══ Task material

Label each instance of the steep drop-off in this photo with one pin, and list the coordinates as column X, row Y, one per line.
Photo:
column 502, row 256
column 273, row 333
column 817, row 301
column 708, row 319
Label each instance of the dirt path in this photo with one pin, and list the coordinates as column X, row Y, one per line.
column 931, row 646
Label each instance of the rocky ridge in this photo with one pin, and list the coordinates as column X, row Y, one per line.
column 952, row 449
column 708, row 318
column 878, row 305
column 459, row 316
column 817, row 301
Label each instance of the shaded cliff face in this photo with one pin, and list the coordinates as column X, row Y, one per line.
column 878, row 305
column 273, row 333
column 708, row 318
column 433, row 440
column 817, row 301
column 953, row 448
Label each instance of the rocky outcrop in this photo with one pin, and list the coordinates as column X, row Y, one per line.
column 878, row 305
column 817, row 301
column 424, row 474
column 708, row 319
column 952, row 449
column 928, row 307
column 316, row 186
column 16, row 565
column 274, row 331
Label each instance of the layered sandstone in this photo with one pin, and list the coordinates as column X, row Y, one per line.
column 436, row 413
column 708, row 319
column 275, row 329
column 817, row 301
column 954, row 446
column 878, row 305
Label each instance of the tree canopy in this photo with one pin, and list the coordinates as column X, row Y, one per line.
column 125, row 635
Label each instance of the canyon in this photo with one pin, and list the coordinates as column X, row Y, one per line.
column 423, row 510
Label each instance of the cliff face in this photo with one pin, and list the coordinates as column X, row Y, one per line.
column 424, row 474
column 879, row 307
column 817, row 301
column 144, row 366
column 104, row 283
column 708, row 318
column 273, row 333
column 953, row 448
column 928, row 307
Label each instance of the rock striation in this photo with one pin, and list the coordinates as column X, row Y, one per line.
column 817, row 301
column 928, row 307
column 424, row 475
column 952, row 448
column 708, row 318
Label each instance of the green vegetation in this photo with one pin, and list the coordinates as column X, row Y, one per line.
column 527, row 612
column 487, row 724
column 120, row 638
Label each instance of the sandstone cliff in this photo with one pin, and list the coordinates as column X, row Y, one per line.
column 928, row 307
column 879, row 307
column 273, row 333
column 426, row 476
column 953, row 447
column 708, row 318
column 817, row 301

════

- **Exercise brief**
Copy out all the rows above again, putting "a single pin" wherever "one pin" appears and leaving everything else the same.

- **Output below**
Label each instance of the steep drop-off in this photo with a single pin, and list the coordinates as column X, row Y, one per line.
Photo:
column 502, row 256
column 273, row 333
column 817, row 301
column 708, row 319
Label each instance of the dirt path in this photo with a single pin, and list the coordinates as column X, row Y, one per line.
column 931, row 646
Label each instance of the rocky ridge in this photo with a single pin, and list the coordinates as column X, row Y, one per line.
column 952, row 449
column 708, row 318
column 878, row 305
column 459, row 316
column 817, row 301
Label each instance of the shaded cliff face in this photo with a single pin, and list the coordinates as column X, row Y, one per line.
column 878, row 305
column 273, row 333
column 708, row 318
column 433, row 440
column 817, row 301
column 953, row 448
Label each instance of the rocky outcrop in this photo with a single pin, and list the coordinates as column X, row Y, one per line.
column 878, row 305
column 817, row 301
column 424, row 474
column 708, row 319
column 952, row 449
column 928, row 307
column 316, row 186
column 16, row 565
column 274, row 331
Label each instance of the layered sandstone in this photo with a single pin, and list the coordinates as column X, row Y, one per line.
column 436, row 413
column 708, row 319
column 275, row 329
column 817, row 301
column 954, row 446
column 878, row 305
Label each instance of the tree canopy in this photo with a single pin, and list the coordinates as column X, row Y, one per line.
column 125, row 635
Label each instance of the canyon in this photo with a single pin, and list the coordinates as column X, row Y, one per line.
column 423, row 510
Label each instance of the cliff face in this photo with a single pin, and list the coordinates as column X, row Y, one per line.
column 424, row 474
column 879, row 307
column 817, row 301
column 144, row 366
column 104, row 283
column 708, row 318
column 273, row 333
column 953, row 448
column 928, row 307
Label each instance of the rock striation in this photo with a single pin, and list the coordinates as column X, row Y, one per line.
column 817, row 301
column 928, row 307
column 424, row 475
column 952, row 448
column 708, row 318
Label each instance of the green vegetation in this photo with a single pin, and list the coordinates as column X, row Y, one per line.
column 527, row 612
column 487, row 724
column 120, row 638
Label each instance of the sandstone cliff in this photo with a single pin, and list the coordinates as column X, row Y, one per line.
column 928, row 307
column 879, row 307
column 273, row 333
column 426, row 476
column 953, row 447
column 708, row 318
column 817, row 301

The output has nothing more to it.